I think they just flat out starved, but I didn't treat them. I will treat them with OAV in the future but I think I've figured out a way to use the MMK on a full size base to treat two at a time. I will continue to investigate that if I find it's as good on SHB as I've read about. 

Not buying any queens this year. I'll work on raising my own and if I end up with less honey production that's okay. Last year I got 50 gallons out of 14 hives and couldn't come close to selling that much. From know own I won't worry about maximizing honey production. 25 Gallons is plenty for Family and what little I manage to sell. I may get some more nuc boxes to stack and move the extra to the nucs to over winter. But I'll have to really be carefull with the hive beetles. I think I can skirt that problem by waiting until winter is in full swing. 

I'll start running the MMK as soon as I find a hive with a strong SHB population and I'll let you know...


----------



## JWPalmer (May 1, 2017)

• _Instructions_
1. Return everything in the beekeeping post from "I think they" down to "in full swing.".
2. According to the beekeeping post, how much honey did the writer get last year, and from how many hives?
3. Continue the beekeeping forum post from the point where it stops.

• _Source data_
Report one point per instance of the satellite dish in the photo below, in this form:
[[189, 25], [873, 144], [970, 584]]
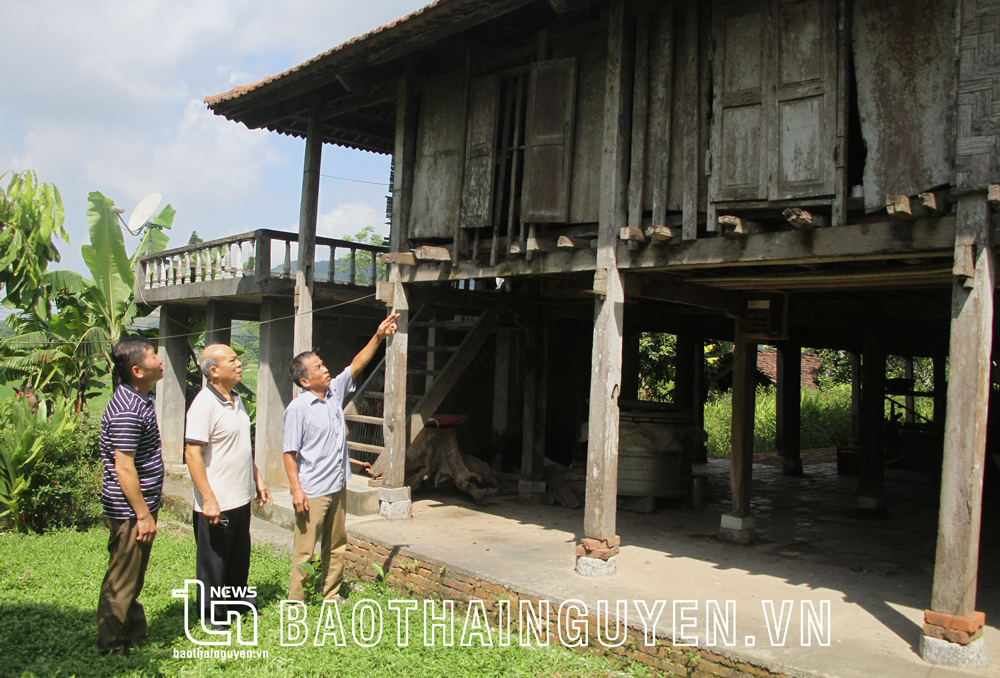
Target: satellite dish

• _Task responses_
1.
I think they just flat out starved, but I didn't treat them. I will treat them with OAV in the future but I think I've figured out a way to use the MMK on a full size base to treat two at a time. I will continue to investigate that if I find it's as good on SHB as I've read about. 

Not buying any queens this year. I'll work on raising my own and if I end up with less honey production that's okay. Last year I got 50 gallons out of 14 hives and couldn't come close to selling that much. From know own I won't worry about maximizing honey production. 25 Gallons is plenty for Family and what little I manage to sell. I may get some more nuc boxes to stack and move the extra to the nucs to over winter. But I'll have to really be carefull with the hive beetles. I think I can skirt that problem by waiting until winter is in full swing.

2. 50 gallons from 14 hives.

3.
*Re: 2018 journal NW Florida Gulf Coast*

Please do. While it is not something I would buy for mite control, if it will kill the SHB, it will still be a good investment.


----------



## Robbin (May 26, 2013)

*Re: 2018 journal NW Florida Gulf Coast*

Yea, I treated with OAV and it was very effective and cheap. I decided to get the MMK because it's supposed to kill SHB. It does kill mites, but I haven't tried it yet on a hive I know to have a large infestation of SHB.


----------



## Jadeguppy (Jul 19, 2017)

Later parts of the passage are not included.